-- Problem 1 --
Convert the records into a numbered list, from the line with "target: cliff face" up to and including the last line of the records, leaving out blank lines and any pictures.

IPv6 mistakes, was: Re: Looking for an IPv6 naysayer...

Owen DeLong owen at delong.com
Fri Feb 18 14:48:12 UTC 2011


On Feb 18, 2011, at 2:50 AM, Iljitsch van Beijnum wrote:

> On 17 feb 2011, at 17:35, George Bonser wrote:
> 
>> Considering v4 is likely to be around for another decade or two, getting
>> Class E into general use seems easy enough to do.
> 
> You really think people will be communicating over the public internet using IPv4 in 2031?
> 
For some minimal definition of two endpoints both of which are IPv4, sure.
It'll be across 4in6 tunnels or something like that, but, I'm sure there will still be die-hard
legacy systems doing that in 2031.

As to whether IPv4 will still be generally routed on the internet? I actually suspect that
will end before 2021 and might start winding down as early as 2014. Many people
think that is overly optimistic, but, I look at the scaling problems IPv4 routing will face
in a post depletion world and I suspect the motivations to deprecate IPv4 will come on
strong and fast as a result.

-- Problem 2 --
According to the IPv6 mailing list post, how early might general routing of IPv4 on the internet start winding down?

(Annotation dataset entries)
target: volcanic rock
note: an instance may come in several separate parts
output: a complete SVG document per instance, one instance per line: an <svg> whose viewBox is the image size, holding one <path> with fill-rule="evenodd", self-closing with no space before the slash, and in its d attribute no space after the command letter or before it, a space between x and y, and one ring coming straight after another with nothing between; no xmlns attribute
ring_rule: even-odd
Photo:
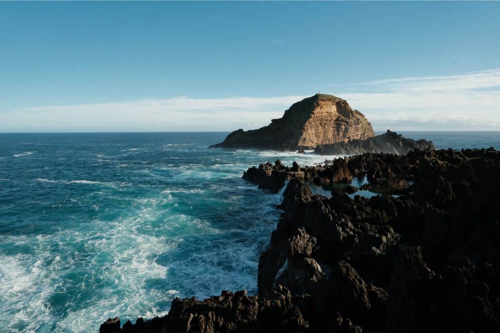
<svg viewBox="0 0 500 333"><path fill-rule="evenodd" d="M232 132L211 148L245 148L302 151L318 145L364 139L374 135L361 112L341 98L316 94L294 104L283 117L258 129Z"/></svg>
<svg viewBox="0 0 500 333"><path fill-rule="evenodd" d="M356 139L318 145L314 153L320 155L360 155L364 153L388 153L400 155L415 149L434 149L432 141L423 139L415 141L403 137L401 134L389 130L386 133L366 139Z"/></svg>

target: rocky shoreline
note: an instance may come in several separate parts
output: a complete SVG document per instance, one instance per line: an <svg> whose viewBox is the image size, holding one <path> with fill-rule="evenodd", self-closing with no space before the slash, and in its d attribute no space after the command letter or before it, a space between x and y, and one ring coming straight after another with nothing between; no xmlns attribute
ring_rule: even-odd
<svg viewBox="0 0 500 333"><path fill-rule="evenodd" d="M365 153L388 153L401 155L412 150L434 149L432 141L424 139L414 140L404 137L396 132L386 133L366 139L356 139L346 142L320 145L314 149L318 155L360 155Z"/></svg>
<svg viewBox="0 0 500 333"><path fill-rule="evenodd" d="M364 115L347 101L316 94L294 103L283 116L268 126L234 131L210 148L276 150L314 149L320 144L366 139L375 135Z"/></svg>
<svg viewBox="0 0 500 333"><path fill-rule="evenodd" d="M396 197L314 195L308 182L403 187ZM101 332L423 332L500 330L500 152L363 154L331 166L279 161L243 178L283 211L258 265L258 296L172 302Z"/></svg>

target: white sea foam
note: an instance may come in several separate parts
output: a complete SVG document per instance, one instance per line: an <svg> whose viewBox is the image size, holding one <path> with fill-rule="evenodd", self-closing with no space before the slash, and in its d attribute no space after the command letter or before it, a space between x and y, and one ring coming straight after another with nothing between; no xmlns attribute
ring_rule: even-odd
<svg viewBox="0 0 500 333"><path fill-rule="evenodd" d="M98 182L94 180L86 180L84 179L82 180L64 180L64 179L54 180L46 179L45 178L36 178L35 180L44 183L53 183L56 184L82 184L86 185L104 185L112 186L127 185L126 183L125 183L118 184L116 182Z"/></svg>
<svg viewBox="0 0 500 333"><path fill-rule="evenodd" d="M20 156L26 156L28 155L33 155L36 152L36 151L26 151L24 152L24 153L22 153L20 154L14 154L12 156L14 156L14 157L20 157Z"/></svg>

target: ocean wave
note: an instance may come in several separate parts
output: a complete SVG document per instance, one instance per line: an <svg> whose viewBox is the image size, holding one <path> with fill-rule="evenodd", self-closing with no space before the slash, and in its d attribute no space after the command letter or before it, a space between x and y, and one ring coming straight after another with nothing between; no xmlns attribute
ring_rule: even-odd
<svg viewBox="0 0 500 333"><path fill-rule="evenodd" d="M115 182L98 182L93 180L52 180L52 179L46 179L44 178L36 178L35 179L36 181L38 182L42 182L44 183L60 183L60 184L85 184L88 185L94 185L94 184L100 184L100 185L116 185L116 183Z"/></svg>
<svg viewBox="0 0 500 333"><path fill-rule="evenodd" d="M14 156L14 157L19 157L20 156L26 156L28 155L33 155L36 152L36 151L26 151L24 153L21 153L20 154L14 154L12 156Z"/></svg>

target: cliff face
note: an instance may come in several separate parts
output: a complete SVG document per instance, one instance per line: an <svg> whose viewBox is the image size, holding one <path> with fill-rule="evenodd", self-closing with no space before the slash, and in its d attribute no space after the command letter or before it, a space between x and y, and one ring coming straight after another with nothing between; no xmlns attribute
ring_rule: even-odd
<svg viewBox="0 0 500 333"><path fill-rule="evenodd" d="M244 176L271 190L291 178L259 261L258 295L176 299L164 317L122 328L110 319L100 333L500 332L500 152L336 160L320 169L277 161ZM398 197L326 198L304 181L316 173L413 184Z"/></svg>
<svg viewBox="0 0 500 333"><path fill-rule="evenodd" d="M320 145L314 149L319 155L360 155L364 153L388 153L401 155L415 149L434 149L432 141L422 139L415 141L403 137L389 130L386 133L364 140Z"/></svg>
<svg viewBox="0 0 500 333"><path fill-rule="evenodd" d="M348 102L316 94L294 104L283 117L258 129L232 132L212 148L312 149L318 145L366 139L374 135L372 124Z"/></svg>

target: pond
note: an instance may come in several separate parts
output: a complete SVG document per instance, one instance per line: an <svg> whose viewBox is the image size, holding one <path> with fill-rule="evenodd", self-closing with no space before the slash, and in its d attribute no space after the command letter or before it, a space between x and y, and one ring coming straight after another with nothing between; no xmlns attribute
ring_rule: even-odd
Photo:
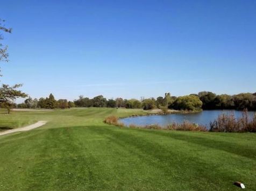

-- Task output 1 --
1. target: cliff face
2. note: an instance may come in several separate parts
3. output: a complete SVG document per instance, one instance per line: an <svg> whose viewBox is the image size, holding one <path> with fill-rule="evenodd", self-closing with no space before the slash, and in its d attribute no space after the command letter or before it, a space between x and y, and one ring coming straight after another with nothing between; no xmlns attribute
4. ring_rule: even-odd
5. <svg viewBox="0 0 500 333"><path fill-rule="evenodd" d="M244 176L271 190L291 178L259 261L258 295L176 299L164 317L122 328L110 319L100 333L500 332L500 152L336 160L320 169L277 161ZM398 197L326 198L304 181L316 173L413 184Z"/></svg>
6. <svg viewBox="0 0 500 333"><path fill-rule="evenodd" d="M320 145L314 149L319 155L360 155L364 153L388 153L401 155L415 149L434 149L432 141L422 139L415 141L403 137L389 130L386 133L364 140Z"/></svg>
7. <svg viewBox="0 0 500 333"><path fill-rule="evenodd" d="M348 102L316 94L294 104L283 117L258 129L232 132L212 148L312 149L318 145L366 139L374 135L372 124Z"/></svg>
8. target: pond
9. note: an instance may come in several separate parts
10. output: a complete SVG document per instance, one instance per line: an <svg> whose viewBox is the image size, holding one <path> with fill-rule="evenodd", self-closing with no space before the slash, and in its d attribute no space after the command letter or before it, a space between x and y, and one ring coming straight after another with nothing between; no xmlns attribute
11. ring_rule: even-odd
12. Photo:

-- Task output 2 --
As early as 2014.